DATA TO USE:
## START
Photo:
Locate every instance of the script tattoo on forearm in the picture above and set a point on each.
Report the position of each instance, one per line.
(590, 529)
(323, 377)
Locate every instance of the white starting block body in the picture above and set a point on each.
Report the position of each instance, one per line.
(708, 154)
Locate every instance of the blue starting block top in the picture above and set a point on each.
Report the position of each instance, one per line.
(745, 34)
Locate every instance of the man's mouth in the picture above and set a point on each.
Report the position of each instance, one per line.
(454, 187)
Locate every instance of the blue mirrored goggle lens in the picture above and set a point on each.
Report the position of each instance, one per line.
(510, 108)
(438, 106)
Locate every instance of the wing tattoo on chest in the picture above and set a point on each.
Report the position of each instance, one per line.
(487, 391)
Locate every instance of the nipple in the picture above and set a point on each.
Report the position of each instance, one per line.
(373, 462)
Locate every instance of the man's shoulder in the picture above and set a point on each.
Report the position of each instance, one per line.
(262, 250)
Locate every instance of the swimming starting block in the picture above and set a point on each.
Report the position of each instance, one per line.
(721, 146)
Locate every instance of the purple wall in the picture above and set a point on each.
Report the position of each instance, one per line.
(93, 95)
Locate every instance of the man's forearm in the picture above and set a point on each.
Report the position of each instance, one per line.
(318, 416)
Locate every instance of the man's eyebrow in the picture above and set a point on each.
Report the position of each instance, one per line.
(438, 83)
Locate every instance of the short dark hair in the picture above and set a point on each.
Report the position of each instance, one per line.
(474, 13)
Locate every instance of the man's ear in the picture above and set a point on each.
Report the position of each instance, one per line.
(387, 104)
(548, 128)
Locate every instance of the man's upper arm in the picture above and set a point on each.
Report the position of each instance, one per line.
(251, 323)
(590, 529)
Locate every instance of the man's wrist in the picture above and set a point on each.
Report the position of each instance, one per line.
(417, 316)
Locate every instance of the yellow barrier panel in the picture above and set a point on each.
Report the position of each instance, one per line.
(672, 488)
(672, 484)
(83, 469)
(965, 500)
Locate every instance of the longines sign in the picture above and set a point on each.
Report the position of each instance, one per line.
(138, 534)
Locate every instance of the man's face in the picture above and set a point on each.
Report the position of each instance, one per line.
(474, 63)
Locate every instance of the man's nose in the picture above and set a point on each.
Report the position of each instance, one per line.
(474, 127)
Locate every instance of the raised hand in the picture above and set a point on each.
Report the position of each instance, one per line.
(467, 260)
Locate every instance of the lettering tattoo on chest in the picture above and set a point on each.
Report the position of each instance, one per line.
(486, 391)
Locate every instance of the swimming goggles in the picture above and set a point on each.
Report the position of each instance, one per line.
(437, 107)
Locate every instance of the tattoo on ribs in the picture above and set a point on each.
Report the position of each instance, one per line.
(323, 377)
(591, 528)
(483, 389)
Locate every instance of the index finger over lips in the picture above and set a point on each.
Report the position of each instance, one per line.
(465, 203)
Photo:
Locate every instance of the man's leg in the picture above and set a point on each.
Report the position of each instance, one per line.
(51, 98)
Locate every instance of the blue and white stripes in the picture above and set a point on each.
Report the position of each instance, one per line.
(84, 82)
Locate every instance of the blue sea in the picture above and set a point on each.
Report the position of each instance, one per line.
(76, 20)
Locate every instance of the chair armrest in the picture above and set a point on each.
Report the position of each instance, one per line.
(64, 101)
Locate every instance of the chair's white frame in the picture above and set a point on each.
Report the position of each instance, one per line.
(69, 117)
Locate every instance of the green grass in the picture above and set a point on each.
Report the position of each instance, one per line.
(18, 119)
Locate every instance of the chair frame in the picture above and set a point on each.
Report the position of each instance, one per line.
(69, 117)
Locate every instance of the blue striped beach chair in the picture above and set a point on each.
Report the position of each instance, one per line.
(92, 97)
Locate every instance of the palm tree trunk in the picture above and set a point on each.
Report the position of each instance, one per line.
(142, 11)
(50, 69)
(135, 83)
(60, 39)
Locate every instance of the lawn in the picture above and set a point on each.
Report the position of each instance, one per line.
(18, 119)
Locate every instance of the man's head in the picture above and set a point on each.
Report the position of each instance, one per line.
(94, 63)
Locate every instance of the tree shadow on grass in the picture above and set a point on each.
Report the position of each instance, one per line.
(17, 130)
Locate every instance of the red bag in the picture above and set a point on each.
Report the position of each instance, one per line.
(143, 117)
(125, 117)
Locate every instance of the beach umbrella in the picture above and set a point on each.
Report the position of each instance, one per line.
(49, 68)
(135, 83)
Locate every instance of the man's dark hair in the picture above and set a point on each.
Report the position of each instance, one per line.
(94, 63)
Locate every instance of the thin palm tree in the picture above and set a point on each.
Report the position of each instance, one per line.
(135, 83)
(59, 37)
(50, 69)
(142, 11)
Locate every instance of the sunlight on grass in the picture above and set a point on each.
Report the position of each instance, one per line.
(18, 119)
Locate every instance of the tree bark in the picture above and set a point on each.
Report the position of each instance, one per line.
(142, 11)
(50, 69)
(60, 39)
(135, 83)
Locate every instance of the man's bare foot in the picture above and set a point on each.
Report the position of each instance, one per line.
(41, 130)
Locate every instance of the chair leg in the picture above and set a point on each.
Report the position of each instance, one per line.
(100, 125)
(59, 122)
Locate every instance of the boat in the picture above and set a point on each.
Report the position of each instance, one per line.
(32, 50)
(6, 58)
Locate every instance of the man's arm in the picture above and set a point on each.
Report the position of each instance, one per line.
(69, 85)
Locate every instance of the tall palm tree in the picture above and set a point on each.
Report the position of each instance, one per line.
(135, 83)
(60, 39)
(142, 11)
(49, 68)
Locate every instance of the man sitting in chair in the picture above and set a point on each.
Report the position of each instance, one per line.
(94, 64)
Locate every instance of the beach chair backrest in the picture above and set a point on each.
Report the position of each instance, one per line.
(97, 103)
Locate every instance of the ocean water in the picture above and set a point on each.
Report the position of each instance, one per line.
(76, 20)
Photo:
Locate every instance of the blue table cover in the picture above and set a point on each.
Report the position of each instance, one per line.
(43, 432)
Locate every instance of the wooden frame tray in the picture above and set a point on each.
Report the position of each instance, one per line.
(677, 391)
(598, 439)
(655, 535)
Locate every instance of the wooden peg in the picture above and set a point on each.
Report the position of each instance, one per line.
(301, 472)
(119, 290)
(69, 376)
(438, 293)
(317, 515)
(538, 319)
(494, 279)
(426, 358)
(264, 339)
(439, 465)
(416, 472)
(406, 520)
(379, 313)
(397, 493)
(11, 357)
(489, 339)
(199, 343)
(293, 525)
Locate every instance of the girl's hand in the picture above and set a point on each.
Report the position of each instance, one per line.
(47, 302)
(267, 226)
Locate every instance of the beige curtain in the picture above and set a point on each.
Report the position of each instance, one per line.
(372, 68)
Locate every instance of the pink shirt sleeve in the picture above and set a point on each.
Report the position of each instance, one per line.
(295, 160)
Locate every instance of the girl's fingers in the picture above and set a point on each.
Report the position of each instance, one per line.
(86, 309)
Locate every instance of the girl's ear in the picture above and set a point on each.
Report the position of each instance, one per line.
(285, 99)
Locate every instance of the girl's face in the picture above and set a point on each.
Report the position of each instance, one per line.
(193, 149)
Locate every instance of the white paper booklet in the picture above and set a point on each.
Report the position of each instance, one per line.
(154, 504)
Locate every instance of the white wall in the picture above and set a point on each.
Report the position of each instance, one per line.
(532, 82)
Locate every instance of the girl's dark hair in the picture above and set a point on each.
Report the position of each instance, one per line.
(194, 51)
## END
SET PROBLEM: Generate an exact reproduction of all entries.

TASK RESPONSE:
Photo:
Locate every instance of the script tattoo on forearm in the picture above and set a point on each.
Report the position of each instance, one per line.
(590, 529)
(323, 377)
Locate every instance of the white starting block body in the picture above and set a point on each.
Report the position of each instance, one per line.
(708, 154)
Locate every instance of the blue starting block top in the picture above and set a point on each.
Report the position of each instance, one per line.
(745, 34)
Locate every instance of the man's mouth in the picture above and set a point on each.
Report the position of each instance, one per line.
(454, 187)
Locate every instance of the blue mirrored goggle lens in the picture above and set a point on each.
Report the position of each instance, one per line.
(510, 108)
(438, 106)
Locate every instance of the wing tattoo on chest in the picture above and set a point on each.
Report the position of each instance, one per line.
(487, 391)
Locate every instance of the nipple in the picture above and set a point on each.
Report the position of each instance, one per line.
(373, 462)
Locate every instance of the man's shoulder in the picture above and set a point on each.
Report the position of each instance, one per line.
(262, 250)
Locate every instance of the swimming starting block in the picture above and set a point on each.
Report the position of each instance, one per line.
(721, 146)
Locate every instance of the purple wall in the picture above and set a point on each.
Report the position of each instance, one per line.
(93, 95)
Locate every instance of the man's forearm in the picture above and set a point on each.
Report the position of each instance, one per line.
(318, 416)
Locate every instance of the man's eyebrow in the picture above and set a point on each.
Report the position of each instance, one per line.
(438, 83)
Locate every instance of the short dark hair in the picture above and set a point on each.
Report the position of each instance, one per line.
(474, 13)
Locate every instance of the man's ear in the picture above and set a point on each.
Report the position of each instance, one per line.
(387, 104)
(548, 128)
Locate every instance of the man's upper arm in the picture above and set a point on each.
Report the position of each instance, one per line.
(251, 323)
(590, 529)
Locate every instance of the man's wrist in the picture above and set a point on each.
Report the position of each instance, one per line.
(417, 316)
Locate every instance of the yellow barrier panel in the picture above and set a point on each.
Report the position of each instance, one per line.
(672, 488)
(672, 484)
(83, 469)
(965, 500)
Locate every instance of the longines sign in the picture above and set a point on each.
Report the position of each instance, one per line.
(138, 534)
Locate every instance of the man's face in the picture above and set a point on each.
Report the position of each instance, one per line.
(474, 63)
Locate every instance of the man's nose in the picture above and set a point on each.
Report the position of each instance, one per line.
(474, 127)
Locate every instance of the raised hand in the picture above and set a point on each.
Report the position of each instance, one per line.
(467, 260)
Locate every instance of the lettering tattoo on chest in the picture above and set a point on each.
Report the position of each instance, one per line.
(486, 391)
Locate every instance of the swimming goggles in the picture above and set a point on each.
Report the position of each instance, one per line.
(437, 107)
Locate every instance of the tattoo on ribs in the picture above and set a point on each.
Report the position of each instance, one per line.
(323, 377)
(591, 528)
(483, 389)
Locate every instance of the index finger over lips in the picture above and set a point on each.
Report the position of each instance, one per line.
(465, 203)
Photo:
Locate every instance of the man's leg in the picture above and set a point on each.
Report the position of each instance, one per line.
(51, 98)
Locate every instance of the blue and white stripes in the picture above and set a point on each.
Report the position of each instance, one per line.
(84, 82)
Locate every instance of the blue sea in the picture above and set a point on each.
Report the position of each instance, one per line.
(76, 20)
Locate every instance of the chair armrest in the picture above and set a point on each.
Report the position of each instance, one per line.
(64, 101)
Locate every instance of the chair's white frame in the picture above and set a point on each.
Report the position of each instance, one per line.
(69, 117)
Locate every instance of the green grass in the picture above and set a point on each.
Report the position of each instance, one per line.
(18, 119)
Locate every instance of the chair frame in the picture above and set a point on each.
Report the position of each instance, one per line.
(69, 117)
Locate every instance of the blue striped beach chair in the picture above and set a point on each.
Report the position of each instance, one per line.
(92, 97)
Locate every instance of the palm tree trunk in the picture above and set a point on each.
Report the position of each instance, one per line.
(142, 11)
(50, 69)
(135, 83)
(60, 39)
Locate every instance of the lawn in the picture above and set a point on each.
Report the position of each instance, one per line.
(18, 119)
Locate every instance of the man's head in the picture above and set a point on each.
Report the position of each instance, one per line.
(94, 63)
Locate every instance of the tree shadow on grass in the picture above and set a point on each.
Report the position of each instance, one per line.
(17, 130)
Locate every instance of the red bag in the picture above and set a point on each.
Report the position of each instance, one per line.
(143, 117)
(125, 117)
Locate every instance of the beach umbrella in the picture above and set a point on each.
Report the position of each instance, one per line.
(49, 68)
(135, 83)
Locate every instance of the man's dark hair in the picture above and set a point on each.
Report the position of each instance, one per line.
(94, 63)
Locate every instance of the thin palm tree in the picture above and set a point on each.
Report the position of each instance, one per line.
(135, 83)
(59, 37)
(50, 69)
(142, 11)
Locate every instance of the sunlight on grass in the picture above and set a point on each.
Report the position of each instance, one per line.
(18, 119)
Locate every instance of the tree bark in the picture above and set a point on each.
Report the position of each instance, one per line.
(142, 11)
(50, 69)
(60, 39)
(135, 83)
Locate every instance of the man's bare foot in the picture above and set a point on each.
Report the position of each instance, one per line.
(41, 130)
Locate every instance of the chair leg in the picture above and set a point on each.
Report the position of each instance, one per line.
(100, 125)
(59, 122)
Locate every instance of the boat in the picture above and set a point on each.
Report the position of each instance, one per line.
(32, 50)
(6, 58)
Locate every instance of the man's arm in the picture above and set a point on each.
Report the position of each instance, one per line.
(69, 85)
Locate every instance of the tall palm tree in the picture above and set a point on each.
Report the position of each instance, one per line.
(135, 83)
(60, 39)
(142, 11)
(49, 68)
Locate every instance of the man sitting in chair in the picture above and set a point on each.
Report the position of each instance, one per line.
(94, 64)
Locate every instance of the beach chair backrest in the picture above and set a point on each.
Report the position of each instance, one per line.
(97, 103)
Locate every instance of the ocean water in the picture above and set a point on each.
Report the position of each instance, one per line.
(76, 20)
Photo:
Locate every instance of the blue table cover in the picture above and set a point on each.
Report the position of each instance, one per line.
(43, 432)
Locate every instance of the wooden frame tray in the picture above and set a point on each.
Report the position of each instance, one per line.
(677, 391)
(598, 439)
(655, 535)
Locate every instance of the wooden peg in the picture above and set a point on each.
Report the position of each instance, one per line.
(301, 472)
(119, 290)
(69, 376)
(438, 293)
(317, 515)
(538, 319)
(494, 279)
(426, 358)
(264, 339)
(439, 465)
(416, 472)
(406, 520)
(379, 313)
(397, 493)
(11, 357)
(489, 339)
(199, 343)
(293, 525)
Locate every instance of the girl's hand in the picture above and set a point on each.
Report the position of each instance, one per line.
(47, 302)
(267, 226)
Locate every instance of the beige curtain in the picture above and set a point on each.
Report the position of each instance, one per line.
(372, 68)
Locate every instance of the pink shirt sleeve in the picture above and set a point on each.
Report the position of each instance, one per line.
(295, 160)
Locate every instance of the girl's fingers in the picture above and set a point on each.
Report the position of each instance, one per line.
(86, 309)
Locate every instance of the girl's ear in the picture above and set a point on each.
Report the position of each instance, one per line.
(285, 99)
Locate every instance of the girl's face in the picture above and set a point on each.
Report the position of each instance, one per line.
(193, 149)
Locate every instance of the white paper booklet in the picture above and set a point on each.
Report the position of each instance, one per line.
(154, 504)
Locate every instance of the white wall in the picture above and set a point on each.
Report the position of each instance, one per line.
(532, 82)
Locate every instance of the girl's dark hair in the picture above and set a point on each.
Report the position of each instance, one per line.
(194, 51)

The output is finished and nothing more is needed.